Stated problem 1: In the Grisha-class text, reproduce the passage from "Grisha I (1124.1)" to "Maritime Border Guard.", substituting "Sevastopol" for "Vladivostok".
Stated problem 2: According to the Grisha-class text, what took the place of the SA-N-4 missile system forward on the Grisha II ships?
Stated problem 3:
Decide whether each statement agrees with the Grisha-class text, answering yes or no and quoting the deciding words.
(a) All Grisha I ships had been decommissioned by 1999.
(b) Grisha II ships were built only in Zelenodolsk.
(c) The ships are mainly used far from the coast.

Provided text:
# # # #

The Grisha class, Soviet designation Project 1124 Al'batros, are a series of anti-submarine corvettes built by the Soviet Union between 1970 and 1990 and later by Russia and Ukraine. These ships have a limited range and are largely used only in coastal waters. They have been equipped with a variety of ASW weapons and an SA-N-4 'Gecko' surface-to-air missile launcher. All were fitted with retractable fin stabilizers.

The designation "corvette" for these ships was a conditional adaptation as the Soviet classification was a small anti-submarine ship () (MPK). In the Russian Navy, the Grishas are expected to be partially replaced by the Steregushchiy-class corvette.

Variants

 Grisha I (1124.1) – 12 ships built between 1970 and 1974 and decommissioned by 1999
 The Grisha II class (1124P) were built for the KGB border guard and marked with P for pogranichnyi meaning "on the border". This class was built only in Zelenodolsk and Vladivostok. These ships had a second 57 mm gun mounting replacing the SA-N-4 missile system forward. 17 ships were built in the 1970s. Two were transferred to the Ukrainian Navy and some may remain in service with the Russian Maritime Border Guard.

# # # #

Supplied information:
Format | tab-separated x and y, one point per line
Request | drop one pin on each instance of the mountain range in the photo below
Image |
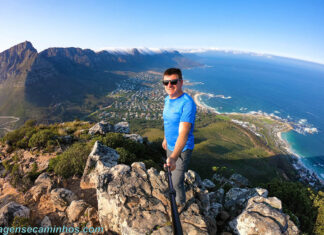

# # # #

Expected answer 1:
Grisha I (1124.1) – 12 ships built between 1970 and 1974 and decommissioned by 1999
 The Grisha II class (1124P) were built for the KGB border guard and marked with P for pogranichnyi meaning "on the border". This class was built only in Zelenodolsk and Sevastopol. These ships had a second 57 mm gun mounting replacing the SA-N-4 missile system forward. 17 ships were built in the 1970s. Two were transferred to the Ukrainian Navy and some may remain in service with the Russian Maritime Border Guard.

Expected answer 2: A second 57 mm gun mounting.

Expected answer 3:
(a) Yes: "12 ships built between 1970 and 1974 and decommissioned by 1999"
(b) No: "This class was built only in Zelenodolsk and Vladivostok."
(c) No: "These ships have a limited range and are largely used only in coastal waters."